**AIM**. Your task is to repeat, word for word, the line containing "Indicate every instance of the foreground" and all lines that follow it to the end of the material, and no other lines.

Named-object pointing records
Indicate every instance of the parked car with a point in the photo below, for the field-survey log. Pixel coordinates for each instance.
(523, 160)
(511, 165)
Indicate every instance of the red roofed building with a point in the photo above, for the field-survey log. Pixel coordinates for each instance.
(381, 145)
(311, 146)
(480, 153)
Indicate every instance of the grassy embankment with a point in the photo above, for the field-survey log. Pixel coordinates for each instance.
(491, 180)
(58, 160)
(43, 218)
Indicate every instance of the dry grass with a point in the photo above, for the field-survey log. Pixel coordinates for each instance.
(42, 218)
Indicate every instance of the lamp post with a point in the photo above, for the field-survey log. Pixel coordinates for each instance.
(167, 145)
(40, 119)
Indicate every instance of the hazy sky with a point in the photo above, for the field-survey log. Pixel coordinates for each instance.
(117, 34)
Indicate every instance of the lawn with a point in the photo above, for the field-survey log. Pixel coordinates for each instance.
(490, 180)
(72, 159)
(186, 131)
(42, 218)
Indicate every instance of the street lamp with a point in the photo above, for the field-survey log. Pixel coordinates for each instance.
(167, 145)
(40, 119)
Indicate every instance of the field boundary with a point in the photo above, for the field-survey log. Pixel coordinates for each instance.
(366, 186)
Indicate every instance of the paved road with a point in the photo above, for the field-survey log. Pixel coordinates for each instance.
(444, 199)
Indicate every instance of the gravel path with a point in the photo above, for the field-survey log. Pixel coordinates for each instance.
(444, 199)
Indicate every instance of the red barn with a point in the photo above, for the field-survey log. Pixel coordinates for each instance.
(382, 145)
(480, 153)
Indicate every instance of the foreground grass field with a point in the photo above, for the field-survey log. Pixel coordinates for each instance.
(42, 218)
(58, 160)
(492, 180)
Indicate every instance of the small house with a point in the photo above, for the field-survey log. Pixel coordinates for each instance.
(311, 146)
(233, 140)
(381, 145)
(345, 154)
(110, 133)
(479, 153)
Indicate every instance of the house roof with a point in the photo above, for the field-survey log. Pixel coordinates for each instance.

**SOLUTION BELOW**.
Indicate every instance of the foreground grass field with a point in the photo above, for the field-survey log. Pixel coordinates for each instance.
(42, 218)
(58, 160)
(492, 180)
Indicate every instance of the small house with a point in the photo above, for the field-survey log. Pixel coordinates for each instance.
(311, 146)
(233, 140)
(381, 145)
(345, 154)
(110, 133)
(479, 153)
Indicate every instance of the house roof with a point in the photo above, for the field-survey log. Pixel coordinates for each instance.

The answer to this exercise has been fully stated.